Point-per-instance localization data:
********

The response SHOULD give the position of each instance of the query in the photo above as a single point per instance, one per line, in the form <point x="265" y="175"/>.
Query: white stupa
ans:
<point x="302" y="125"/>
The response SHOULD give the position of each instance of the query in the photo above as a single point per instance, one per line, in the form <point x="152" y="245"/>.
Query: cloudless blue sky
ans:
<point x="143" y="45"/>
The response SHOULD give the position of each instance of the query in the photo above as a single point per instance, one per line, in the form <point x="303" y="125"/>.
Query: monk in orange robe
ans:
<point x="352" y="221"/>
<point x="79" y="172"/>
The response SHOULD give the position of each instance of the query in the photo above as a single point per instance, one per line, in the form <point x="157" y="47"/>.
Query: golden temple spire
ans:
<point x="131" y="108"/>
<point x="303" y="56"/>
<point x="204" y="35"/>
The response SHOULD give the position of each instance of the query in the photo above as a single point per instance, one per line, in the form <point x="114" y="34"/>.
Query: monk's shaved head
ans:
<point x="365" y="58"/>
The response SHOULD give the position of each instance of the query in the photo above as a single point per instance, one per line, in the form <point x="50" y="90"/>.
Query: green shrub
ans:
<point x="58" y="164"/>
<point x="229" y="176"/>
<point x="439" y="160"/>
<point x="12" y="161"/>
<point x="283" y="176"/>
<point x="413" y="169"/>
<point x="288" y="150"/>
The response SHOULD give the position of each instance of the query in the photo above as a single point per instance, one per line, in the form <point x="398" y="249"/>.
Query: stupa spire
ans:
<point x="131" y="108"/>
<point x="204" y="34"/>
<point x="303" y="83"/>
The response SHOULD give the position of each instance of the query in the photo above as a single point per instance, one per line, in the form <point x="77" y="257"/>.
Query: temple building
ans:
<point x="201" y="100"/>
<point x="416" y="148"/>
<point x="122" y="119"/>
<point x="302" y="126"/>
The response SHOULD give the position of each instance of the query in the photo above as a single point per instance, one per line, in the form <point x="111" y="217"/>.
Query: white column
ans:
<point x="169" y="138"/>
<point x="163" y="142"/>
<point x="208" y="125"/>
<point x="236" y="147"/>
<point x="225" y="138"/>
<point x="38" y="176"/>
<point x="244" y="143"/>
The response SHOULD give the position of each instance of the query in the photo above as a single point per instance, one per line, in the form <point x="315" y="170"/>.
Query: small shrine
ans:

********

What the task requires: Each line of the data that holds "spire" should be reported.

Written reply:
Query: golden temple spire
Query: stupa spire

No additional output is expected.